**Ziel:** Suche in den folgenden Einträgen jede Zeile, die die Zeichenfolge „windshield“ enthält, und gib diese Zeilen unverändert wieder. Dabei ist auf Groß- und Kleinschreibung zu achten.

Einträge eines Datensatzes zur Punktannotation
• • •
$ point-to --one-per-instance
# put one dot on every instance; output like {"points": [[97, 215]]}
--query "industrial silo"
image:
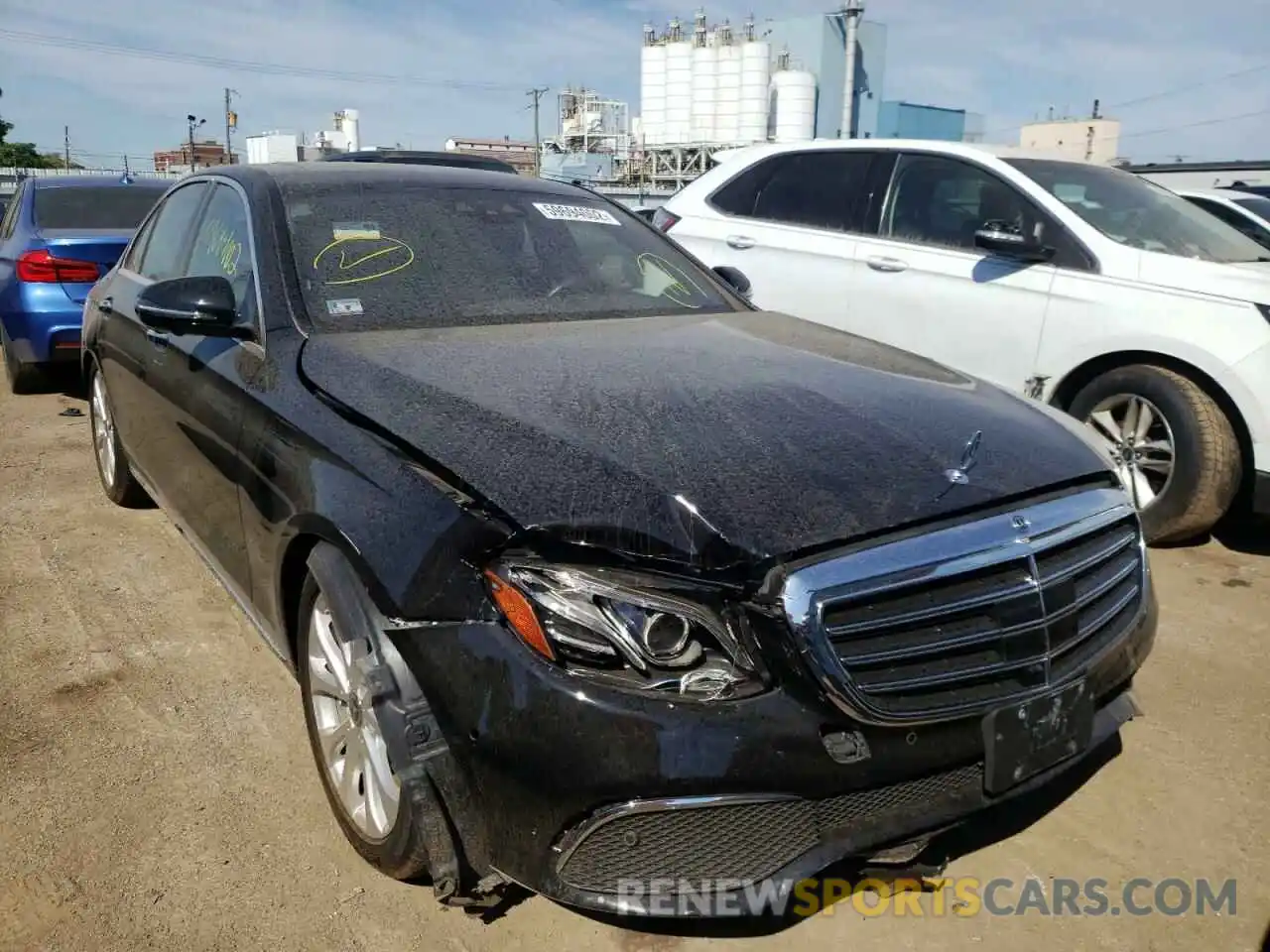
{"points": [[793, 103], [756, 72], [705, 84], [653, 87], [679, 85], [726, 125]]}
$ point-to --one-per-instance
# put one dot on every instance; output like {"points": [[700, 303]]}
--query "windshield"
{"points": [[1256, 204], [87, 207], [390, 255], [1139, 213]]}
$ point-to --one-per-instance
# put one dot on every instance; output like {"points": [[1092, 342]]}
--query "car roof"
{"points": [[320, 173], [423, 158], [1218, 195], [96, 180], [965, 150]]}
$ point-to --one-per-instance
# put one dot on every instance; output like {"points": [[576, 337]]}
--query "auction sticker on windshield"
{"points": [[575, 212], [344, 307], [349, 230]]}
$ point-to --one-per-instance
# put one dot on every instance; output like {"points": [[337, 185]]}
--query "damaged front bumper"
{"points": [[606, 800]]}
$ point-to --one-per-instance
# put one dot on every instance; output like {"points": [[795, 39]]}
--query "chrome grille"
{"points": [[964, 619]]}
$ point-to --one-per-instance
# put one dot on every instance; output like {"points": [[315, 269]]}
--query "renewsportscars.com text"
{"points": [[959, 896]]}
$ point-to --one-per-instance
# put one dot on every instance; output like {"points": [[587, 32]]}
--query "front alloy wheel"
{"points": [[112, 463], [1139, 442], [353, 751], [1171, 444]]}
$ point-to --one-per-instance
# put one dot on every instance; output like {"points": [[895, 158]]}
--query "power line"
{"points": [[1152, 96], [1189, 86], [248, 64], [1194, 125]]}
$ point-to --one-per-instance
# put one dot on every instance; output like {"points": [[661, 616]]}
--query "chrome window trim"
{"points": [[935, 555]]}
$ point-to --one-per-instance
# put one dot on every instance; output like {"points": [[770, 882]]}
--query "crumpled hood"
{"points": [[705, 438]]}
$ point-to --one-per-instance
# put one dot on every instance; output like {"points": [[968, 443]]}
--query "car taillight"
• • •
**Vollständige Antwort:**
--query "windshield"
--query "auction sticker on windshield"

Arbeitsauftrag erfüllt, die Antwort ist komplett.